Neurálgico deviene analizar, entonces, qué sucede o sucedería cuando la propia invitación a la norteamericanización sale del propio patio. La inocencia sería un pecado de lesa historia: “El progreso, que viene desde afuera con sus múltiples objetos, es un juguete. (…) El despojo capitalista irrefrenable se escenifica con sonrisas y coquetería”, alertaban los teóricos.
Incluso, insisten más: “es posible advertir en esta colaboración benévola un neocolonialismo que, rechazando el saqueo desnudo del pasado, permite al nativo una mínima participación en su propia explotación”.
Sin descartar el espíritu del diálogo entre ambas naciones, sin renunciar al encuentro necesario entre ambas sociedades, no se puede propiciar tampoco la disgregación de la cotidianidad simbólica de la Isla a través de una cultura masiva ajena, diluyente. “Ya no puede escapar a nadie los propósitos políticos de Disney, tanto en estas pocas historietas donde tiene que mostrar sin tapujos sus intenciones, como en aquellas mayoritarias en que está cubriendo de animalidad, infantilismo, buensalvajismo, una trama de intereses de un sistema social históricamente determinado y concretamente situado: el imperialismo norteamericano”, alertan los ensayistas, previsoramente.
Muchos menos constituye la táctica tirar todas las piedras en el techo del ahora controvertible Mickey Valdés, quizás pensado con ánimo de mediación. No solo estamos ante la neocolonización occidentalista por emparentar a Disney con Padrón. O haga la prueba: ¿Cuántos de nuestros hijos, hijas, sobrinos van a la escuela con mochilas de Hannah Montana o con imágenes de Dora, la exploradora, estampada en las loncheras? ¿Cuántos de los jóvenes no portan en mochilas, pulóver, bolsas y gorras, banderas de Estados Unidos, Gran Bretaña o España? ¿Cuántos de estos mismos no poseen almanaques de los ídolos de las series multinacionales o de los MVP de las Grandes Ligas? ¿Cuántos no tienen afiches del crack brasileño Neymar o del estelar Lionel Messi; o simplemente forran sus libretas con el logotipo del fútbol club Barcelona?

- [Consigna A]: En el texto sobre Disney, ¿con qué se compara el progreso que viene desde afuera?
- [Consigna B]: Enumera los objetos en los que, según el texto sobre Disney, los jóvenes portan banderas de otros países.
- [Consigna C]: Prosigue el texto sobre Disney a partir de su última oración.
Las líneas no tienen relación con el texto sobre Disney.

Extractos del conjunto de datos
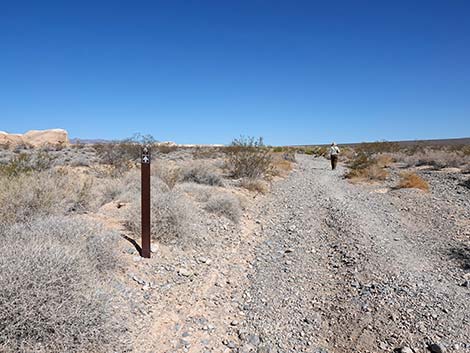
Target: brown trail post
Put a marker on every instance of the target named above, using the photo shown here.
(145, 201)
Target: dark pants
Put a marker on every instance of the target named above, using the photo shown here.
(334, 161)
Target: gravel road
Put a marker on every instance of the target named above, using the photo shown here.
(358, 268)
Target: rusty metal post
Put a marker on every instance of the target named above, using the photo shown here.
(145, 201)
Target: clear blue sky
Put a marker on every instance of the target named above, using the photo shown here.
(295, 72)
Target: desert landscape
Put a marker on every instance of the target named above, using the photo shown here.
(255, 248)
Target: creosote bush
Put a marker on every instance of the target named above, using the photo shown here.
(256, 185)
(248, 158)
(201, 174)
(51, 192)
(170, 215)
(226, 205)
(364, 167)
(26, 163)
(53, 289)
(412, 180)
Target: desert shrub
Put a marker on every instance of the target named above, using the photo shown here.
(370, 148)
(256, 185)
(248, 158)
(27, 163)
(309, 152)
(412, 180)
(280, 166)
(201, 174)
(364, 167)
(40, 194)
(169, 213)
(466, 183)
(53, 292)
(165, 148)
(122, 155)
(384, 160)
(437, 158)
(289, 155)
(371, 172)
(206, 152)
(278, 149)
(169, 174)
(199, 192)
(226, 205)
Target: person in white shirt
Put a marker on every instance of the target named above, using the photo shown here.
(334, 152)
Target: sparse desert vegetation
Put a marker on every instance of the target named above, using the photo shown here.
(412, 180)
(72, 279)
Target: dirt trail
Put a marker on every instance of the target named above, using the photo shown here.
(351, 268)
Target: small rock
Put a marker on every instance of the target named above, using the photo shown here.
(253, 340)
(405, 350)
(436, 348)
(185, 272)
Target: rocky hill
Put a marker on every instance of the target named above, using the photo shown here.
(35, 138)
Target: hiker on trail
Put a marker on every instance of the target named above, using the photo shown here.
(334, 152)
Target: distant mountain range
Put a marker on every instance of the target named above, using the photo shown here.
(437, 142)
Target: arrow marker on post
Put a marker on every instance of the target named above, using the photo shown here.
(145, 201)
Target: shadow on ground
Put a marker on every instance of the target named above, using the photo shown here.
(461, 254)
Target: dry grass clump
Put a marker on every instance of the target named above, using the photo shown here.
(43, 193)
(207, 152)
(170, 215)
(169, 174)
(247, 157)
(201, 174)
(437, 158)
(377, 147)
(317, 151)
(384, 160)
(226, 205)
(412, 180)
(198, 192)
(371, 172)
(280, 165)
(53, 292)
(26, 163)
(363, 167)
(255, 185)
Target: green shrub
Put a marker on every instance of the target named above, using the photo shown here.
(53, 289)
(26, 163)
(42, 193)
(248, 158)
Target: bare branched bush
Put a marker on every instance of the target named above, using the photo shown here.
(169, 174)
(53, 293)
(365, 168)
(412, 180)
(170, 216)
(26, 163)
(40, 194)
(201, 174)
(226, 205)
(435, 158)
(248, 158)
(370, 148)
(199, 192)
(122, 155)
(207, 152)
(165, 148)
(256, 185)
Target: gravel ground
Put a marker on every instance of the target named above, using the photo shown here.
(359, 268)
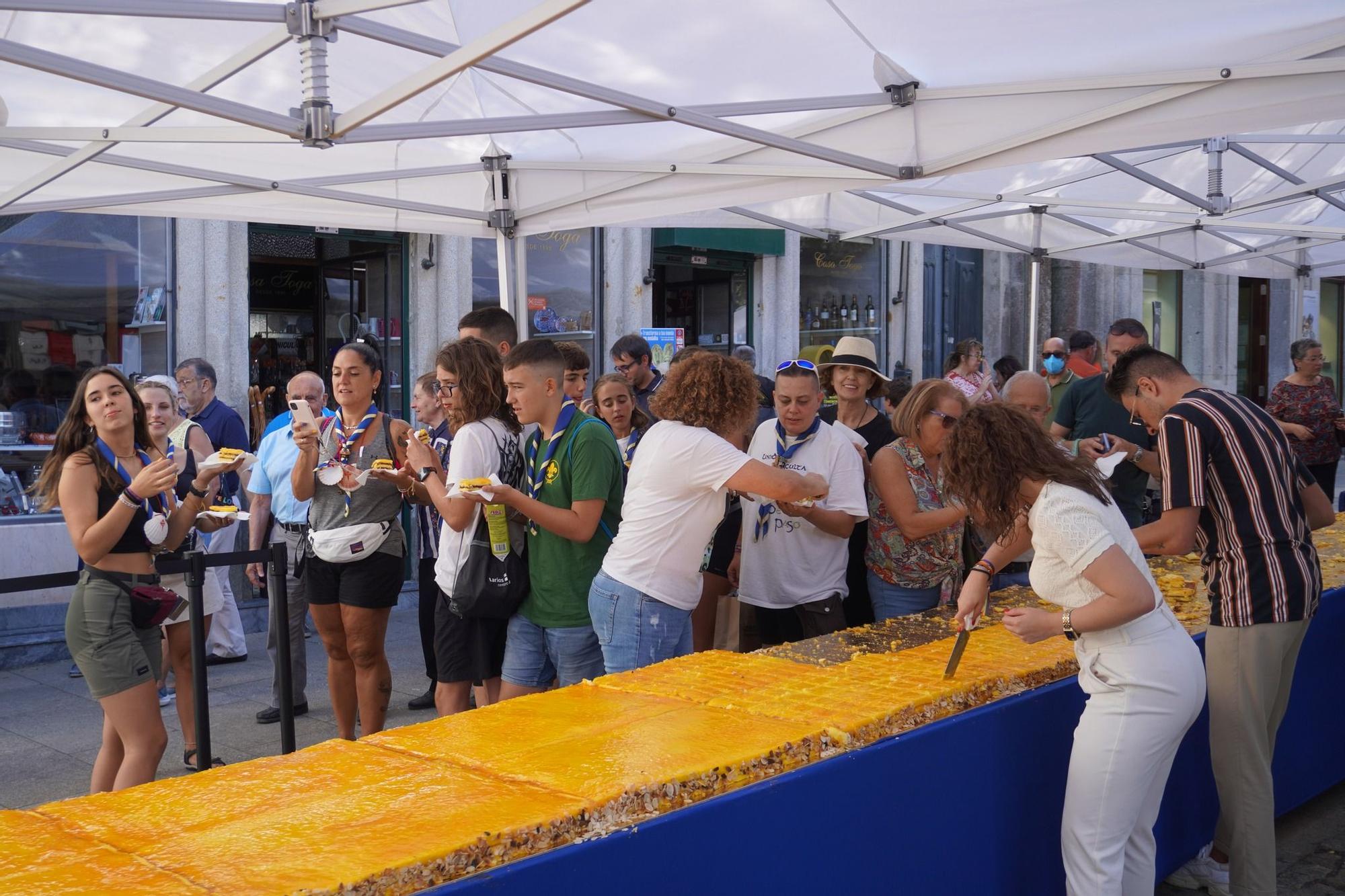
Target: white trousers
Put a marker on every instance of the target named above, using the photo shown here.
(227, 627)
(1147, 685)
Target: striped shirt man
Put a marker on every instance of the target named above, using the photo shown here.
(1223, 454)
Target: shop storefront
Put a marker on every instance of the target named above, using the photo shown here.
(311, 291)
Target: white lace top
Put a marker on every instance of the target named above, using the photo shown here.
(1070, 530)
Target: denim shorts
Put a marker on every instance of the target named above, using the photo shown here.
(535, 657)
(634, 628)
(894, 600)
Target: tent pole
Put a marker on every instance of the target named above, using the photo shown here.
(1035, 287)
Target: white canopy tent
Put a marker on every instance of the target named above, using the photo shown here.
(1204, 134)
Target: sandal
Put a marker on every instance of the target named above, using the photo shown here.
(188, 755)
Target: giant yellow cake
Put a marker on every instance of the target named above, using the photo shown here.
(411, 807)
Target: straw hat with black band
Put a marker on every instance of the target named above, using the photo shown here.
(856, 352)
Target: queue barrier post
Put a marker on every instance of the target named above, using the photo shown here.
(280, 619)
(197, 598)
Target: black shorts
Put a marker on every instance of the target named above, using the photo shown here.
(726, 542)
(467, 649)
(372, 583)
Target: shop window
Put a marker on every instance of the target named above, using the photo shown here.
(840, 295)
(76, 292)
(1163, 310)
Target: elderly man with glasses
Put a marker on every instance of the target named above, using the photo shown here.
(1097, 425)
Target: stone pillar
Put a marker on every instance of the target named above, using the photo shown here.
(212, 311)
(1210, 327)
(627, 300)
(777, 306)
(439, 296)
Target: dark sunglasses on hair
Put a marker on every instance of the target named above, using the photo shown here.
(949, 420)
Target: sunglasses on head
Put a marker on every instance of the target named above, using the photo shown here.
(949, 420)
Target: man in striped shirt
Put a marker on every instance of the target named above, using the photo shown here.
(1234, 489)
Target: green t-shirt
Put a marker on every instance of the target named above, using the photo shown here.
(586, 467)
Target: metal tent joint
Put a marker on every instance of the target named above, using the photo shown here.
(903, 95)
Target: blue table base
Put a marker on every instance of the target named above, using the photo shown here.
(900, 817)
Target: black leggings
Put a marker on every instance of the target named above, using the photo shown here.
(1325, 477)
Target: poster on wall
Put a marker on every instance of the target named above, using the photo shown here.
(1312, 310)
(665, 342)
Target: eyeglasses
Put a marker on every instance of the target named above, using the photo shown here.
(949, 420)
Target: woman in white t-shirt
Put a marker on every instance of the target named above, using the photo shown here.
(642, 600)
(486, 442)
(1141, 670)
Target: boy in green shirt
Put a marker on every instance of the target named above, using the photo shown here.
(574, 498)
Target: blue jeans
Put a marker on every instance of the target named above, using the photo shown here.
(894, 600)
(634, 628)
(536, 655)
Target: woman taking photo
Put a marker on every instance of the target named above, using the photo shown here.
(186, 444)
(614, 404)
(642, 600)
(853, 377)
(1141, 670)
(353, 563)
(915, 530)
(1304, 404)
(119, 507)
(970, 373)
(486, 442)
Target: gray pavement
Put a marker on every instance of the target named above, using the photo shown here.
(50, 731)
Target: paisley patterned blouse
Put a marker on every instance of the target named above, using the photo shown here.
(1313, 407)
(925, 563)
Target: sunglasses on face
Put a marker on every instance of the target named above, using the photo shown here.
(949, 420)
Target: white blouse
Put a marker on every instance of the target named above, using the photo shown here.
(1070, 530)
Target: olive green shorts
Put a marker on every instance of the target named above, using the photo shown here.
(110, 650)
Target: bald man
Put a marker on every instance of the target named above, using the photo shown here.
(271, 495)
(1055, 356)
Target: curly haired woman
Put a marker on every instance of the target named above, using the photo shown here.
(642, 600)
(1140, 667)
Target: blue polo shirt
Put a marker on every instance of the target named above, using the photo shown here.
(225, 430)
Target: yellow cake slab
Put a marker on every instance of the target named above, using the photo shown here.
(393, 823)
(523, 723)
(42, 856)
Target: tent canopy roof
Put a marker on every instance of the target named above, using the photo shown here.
(1079, 130)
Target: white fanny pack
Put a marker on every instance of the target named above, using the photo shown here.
(349, 542)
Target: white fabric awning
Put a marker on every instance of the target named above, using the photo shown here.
(753, 114)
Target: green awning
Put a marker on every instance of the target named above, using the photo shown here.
(753, 241)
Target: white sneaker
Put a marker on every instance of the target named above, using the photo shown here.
(1204, 873)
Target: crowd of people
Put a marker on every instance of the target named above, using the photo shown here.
(566, 533)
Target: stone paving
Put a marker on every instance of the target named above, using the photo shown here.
(50, 732)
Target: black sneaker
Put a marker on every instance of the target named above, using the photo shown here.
(271, 715)
(424, 701)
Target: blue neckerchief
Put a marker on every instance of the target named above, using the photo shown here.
(783, 452)
(345, 444)
(537, 473)
(158, 502)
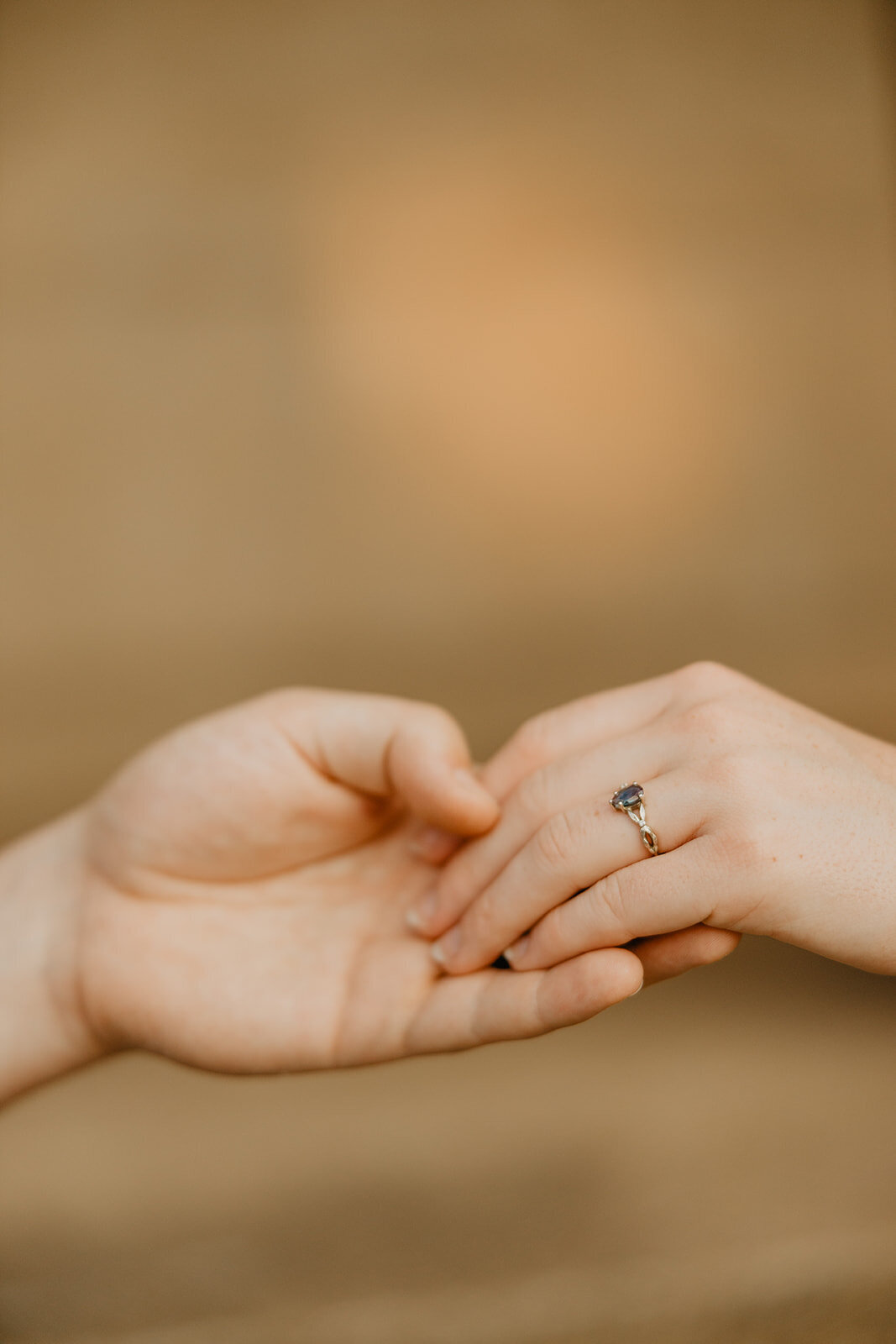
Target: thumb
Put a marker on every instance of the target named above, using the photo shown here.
(396, 749)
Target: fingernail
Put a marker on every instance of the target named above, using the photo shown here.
(422, 911)
(446, 947)
(432, 843)
(517, 949)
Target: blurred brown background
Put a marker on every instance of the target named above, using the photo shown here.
(490, 354)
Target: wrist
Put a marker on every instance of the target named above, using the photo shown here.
(43, 1032)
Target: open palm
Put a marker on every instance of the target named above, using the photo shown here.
(246, 884)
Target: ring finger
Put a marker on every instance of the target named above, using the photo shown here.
(584, 777)
(571, 851)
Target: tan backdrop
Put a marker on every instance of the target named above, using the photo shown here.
(492, 354)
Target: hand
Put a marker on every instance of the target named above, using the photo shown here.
(242, 891)
(772, 820)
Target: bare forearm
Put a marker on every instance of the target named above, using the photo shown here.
(42, 1032)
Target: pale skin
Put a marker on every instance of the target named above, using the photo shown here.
(237, 897)
(772, 819)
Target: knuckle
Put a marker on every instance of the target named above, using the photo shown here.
(707, 676)
(607, 898)
(708, 719)
(555, 842)
(533, 739)
(741, 773)
(532, 796)
(434, 718)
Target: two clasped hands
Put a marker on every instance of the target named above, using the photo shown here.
(318, 879)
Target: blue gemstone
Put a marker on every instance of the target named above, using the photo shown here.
(627, 797)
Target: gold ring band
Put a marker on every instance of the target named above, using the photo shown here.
(629, 799)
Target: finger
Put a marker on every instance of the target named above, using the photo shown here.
(591, 777)
(570, 853)
(667, 894)
(672, 953)
(573, 727)
(390, 748)
(466, 1011)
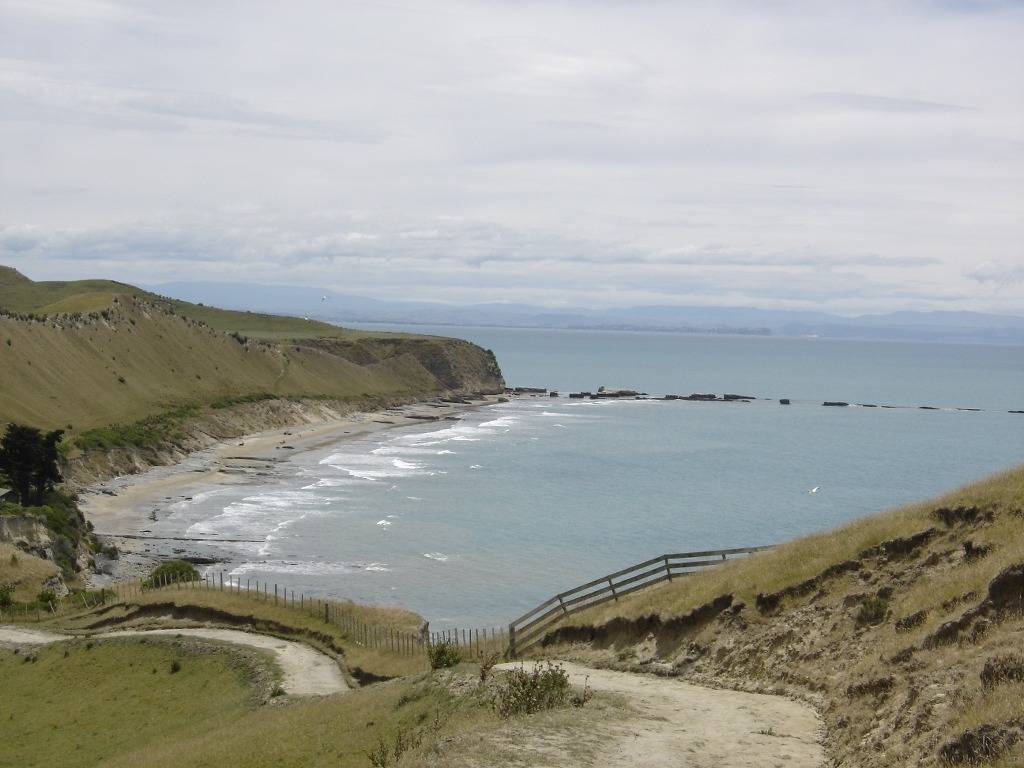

- [Respuesta A]: Con un juguete.

- [Respuesta B]: Mochilas, pulóver, bolsas y gorras.

- [Respuesta C]:
No se predica, en lo absoluto, aplicar una persecución a lo Torquemada contra cualquier oferta audiovisual y cultural foránea; pero hay que admitir que la ausencia de una industria nacional nos coloca porcentualmente en desventaja ante una penetración cultural de diversa índole.
Terreno desocupado; terreno cedido. Y si es pertinente que la audiencia se eduque en una cultura crítica en medio de tanta pluralidad; la nación se debe (pre)ocupar, por integrar con mayor efectividad esa misma pluralidad. O no sería demanda frecuente de los jóvenes en su pasado Congreso que accesorios y productos relacionados con los símbolos se hicieran más asequibles económicamente, menos míticos humanamente.
“¿Dónde podemos encontrar una bandera cubana para ponerla en la oficina o en nuestro cuarto? ¿Dónde encontrar un busto de Martí, Mella, Guiteras, José Antonio, Che o cualquier otro patriota nuestro? ¿Por qué se venden sólo en divisas (y bien caros por cierto) los pulóver con la imagen del Che?”, son algunas de las interrogantes de periodistas y blogueros en trabajos relacionados. Preguntas que todavía hoy no tienen respuestas claras.
Escasea la producción industrial y mediática en la Isla en ese sentido; y faltan también estrategias comunicativas, ideológicas y comerciales eficientes a la sazón, cuando no están permeadas de puritanismos burocráticos y restricciones legales perfectamente debatibles.
Mickey Valdés solo vino a posicionar en debate un fenómeno nada nuevo. Dorfmann y Mattelart lo alertaron y advirtieron hace cuatro décadas; nosotros hace años presenciamos, desde la pasividad cómplice, esta variopinta colonización, que a todas luces se puede interpretar como una pluralidad cultural pero también como una diversidad desarraigada.